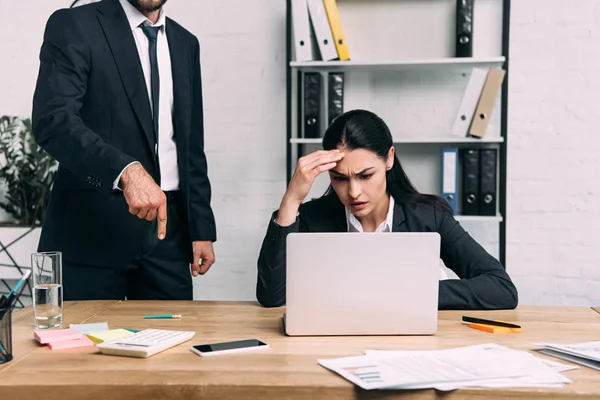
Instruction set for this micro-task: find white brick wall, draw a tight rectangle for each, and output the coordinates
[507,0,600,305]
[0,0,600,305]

────

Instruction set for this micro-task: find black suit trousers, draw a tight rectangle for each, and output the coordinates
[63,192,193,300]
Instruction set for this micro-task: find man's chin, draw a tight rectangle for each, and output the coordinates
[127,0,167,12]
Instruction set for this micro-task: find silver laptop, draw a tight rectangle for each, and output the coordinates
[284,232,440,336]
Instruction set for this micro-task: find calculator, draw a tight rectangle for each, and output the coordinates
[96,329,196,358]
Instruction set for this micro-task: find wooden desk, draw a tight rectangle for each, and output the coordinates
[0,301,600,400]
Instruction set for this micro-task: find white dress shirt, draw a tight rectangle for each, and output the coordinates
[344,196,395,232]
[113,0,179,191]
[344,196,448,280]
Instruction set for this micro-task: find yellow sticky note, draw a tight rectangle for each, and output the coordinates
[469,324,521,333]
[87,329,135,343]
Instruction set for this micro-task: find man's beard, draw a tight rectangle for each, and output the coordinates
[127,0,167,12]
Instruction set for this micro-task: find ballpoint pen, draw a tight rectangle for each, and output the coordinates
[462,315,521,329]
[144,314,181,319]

────

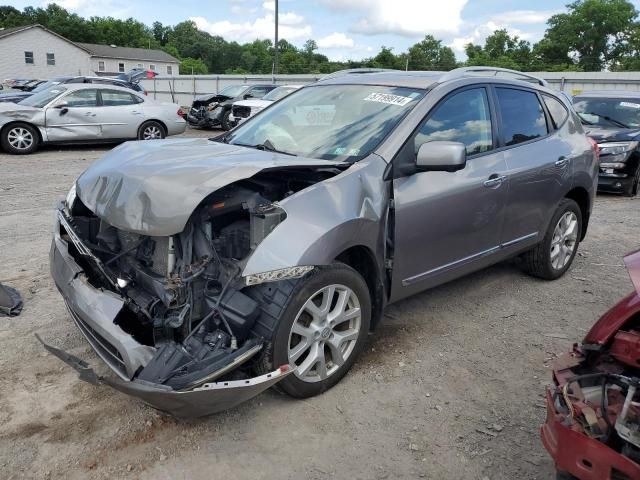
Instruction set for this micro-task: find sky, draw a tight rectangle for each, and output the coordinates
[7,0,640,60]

────

- REQUIRED TASK:
Copy out the records word for word, starting with the line that contains "Instruction set for this micro-task: find calculator, draw" and going on through the line that contains "[0,301,600,400]", with both of those lines included.

- FULL ANSWER:
Instruction set for this micro-task: find calculator, draw a tight rectangle for each, and output the coordinates
[96,329,196,358]
Instruction set for this micro-task: find wooden desk, draw a tight rectangle for each, and output the coordinates
[0,301,600,400]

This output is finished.